> [WORK TO DO] Reproduce verbatim only the lines from the one containing "Can you find the cracked" through the last line below, both included.

(Named-object pointing records)
....

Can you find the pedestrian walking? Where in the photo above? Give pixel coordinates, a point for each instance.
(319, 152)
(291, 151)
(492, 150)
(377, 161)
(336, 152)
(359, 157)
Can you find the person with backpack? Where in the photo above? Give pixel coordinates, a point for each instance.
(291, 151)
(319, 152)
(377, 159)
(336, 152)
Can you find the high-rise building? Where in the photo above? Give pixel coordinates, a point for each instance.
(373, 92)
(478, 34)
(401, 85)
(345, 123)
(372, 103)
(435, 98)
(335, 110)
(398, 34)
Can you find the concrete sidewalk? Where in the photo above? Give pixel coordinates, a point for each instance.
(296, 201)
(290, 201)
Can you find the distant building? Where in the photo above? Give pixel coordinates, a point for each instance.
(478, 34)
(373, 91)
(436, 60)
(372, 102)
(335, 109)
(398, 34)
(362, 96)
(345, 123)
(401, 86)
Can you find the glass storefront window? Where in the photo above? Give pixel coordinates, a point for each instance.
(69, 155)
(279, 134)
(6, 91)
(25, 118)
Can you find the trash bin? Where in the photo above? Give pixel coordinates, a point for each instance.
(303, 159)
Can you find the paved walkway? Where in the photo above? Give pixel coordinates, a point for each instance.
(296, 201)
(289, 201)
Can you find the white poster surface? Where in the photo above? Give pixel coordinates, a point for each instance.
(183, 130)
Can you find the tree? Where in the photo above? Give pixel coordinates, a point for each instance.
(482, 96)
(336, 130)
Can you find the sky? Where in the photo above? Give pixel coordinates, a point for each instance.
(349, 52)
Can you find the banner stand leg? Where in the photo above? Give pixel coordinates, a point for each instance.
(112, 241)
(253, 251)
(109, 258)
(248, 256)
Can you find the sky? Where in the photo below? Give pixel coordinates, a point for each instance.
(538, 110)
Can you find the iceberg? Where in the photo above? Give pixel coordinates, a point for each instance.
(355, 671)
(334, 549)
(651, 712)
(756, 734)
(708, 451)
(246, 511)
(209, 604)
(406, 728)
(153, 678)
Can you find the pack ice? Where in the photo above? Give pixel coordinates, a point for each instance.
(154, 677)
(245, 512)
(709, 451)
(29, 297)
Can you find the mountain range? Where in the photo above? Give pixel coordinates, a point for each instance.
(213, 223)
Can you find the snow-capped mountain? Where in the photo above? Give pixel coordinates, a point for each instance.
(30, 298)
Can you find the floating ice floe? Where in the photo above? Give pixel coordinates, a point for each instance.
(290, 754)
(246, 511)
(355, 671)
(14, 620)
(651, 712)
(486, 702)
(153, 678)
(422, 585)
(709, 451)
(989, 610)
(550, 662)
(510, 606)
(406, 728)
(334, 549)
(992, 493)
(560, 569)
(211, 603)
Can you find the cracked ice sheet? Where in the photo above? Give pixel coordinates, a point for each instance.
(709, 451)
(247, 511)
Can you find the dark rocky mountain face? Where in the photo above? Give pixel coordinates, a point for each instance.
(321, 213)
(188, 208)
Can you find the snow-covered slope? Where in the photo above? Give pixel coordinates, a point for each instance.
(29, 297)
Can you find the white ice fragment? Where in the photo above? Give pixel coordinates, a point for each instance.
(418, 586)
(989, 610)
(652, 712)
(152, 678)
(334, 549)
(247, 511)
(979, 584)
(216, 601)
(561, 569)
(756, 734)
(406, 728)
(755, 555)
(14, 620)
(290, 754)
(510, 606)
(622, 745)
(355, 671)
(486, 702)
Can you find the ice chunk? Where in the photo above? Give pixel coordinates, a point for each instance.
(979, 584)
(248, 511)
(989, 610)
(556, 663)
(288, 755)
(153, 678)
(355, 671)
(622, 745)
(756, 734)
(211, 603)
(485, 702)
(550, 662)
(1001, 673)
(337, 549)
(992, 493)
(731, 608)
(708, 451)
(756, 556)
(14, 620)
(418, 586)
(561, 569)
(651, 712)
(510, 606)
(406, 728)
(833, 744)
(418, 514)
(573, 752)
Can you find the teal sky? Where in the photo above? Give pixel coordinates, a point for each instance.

....

> [FINISHED ANSWER]
Can you find the cracked ice sheet? Where in the photo above? Give pixel coordinates, a point for each instance.
(709, 451)
(247, 511)
Can you find the dark rocky mountain face? Where in the photo above? Give pixel coordinates, a point for each instance.
(321, 213)
(188, 208)
Can you find the snow-covered slope? Where in the photo above? Give pixel coordinates, a point for each instance.
(29, 297)
Can you find the white ice fragment? Where in the photo above? Give pixel coordinates, a point for each instance.
(418, 586)
(989, 610)
(652, 712)
(152, 678)
(334, 549)
(247, 511)
(979, 584)
(216, 601)
(561, 569)
(756, 734)
(406, 728)
(755, 555)
(14, 620)
(290, 754)
(510, 606)
(622, 745)
(355, 671)
(486, 702)
Can you find the ice chunk? Where in the photo above? Give pixel coordinates, a point for each instance.
(979, 584)
(248, 511)
(989, 610)
(556, 663)
(288, 755)
(153, 678)
(355, 671)
(622, 745)
(756, 734)
(211, 603)
(485, 702)
(550, 662)
(1001, 673)
(337, 549)
(992, 493)
(731, 608)
(708, 451)
(756, 556)
(14, 620)
(418, 586)
(561, 569)
(651, 712)
(510, 606)
(406, 728)
(833, 744)
(418, 514)
(573, 752)
Can you find the teal sky? Where in the photo above? Give pixel coordinates, a point for each instance.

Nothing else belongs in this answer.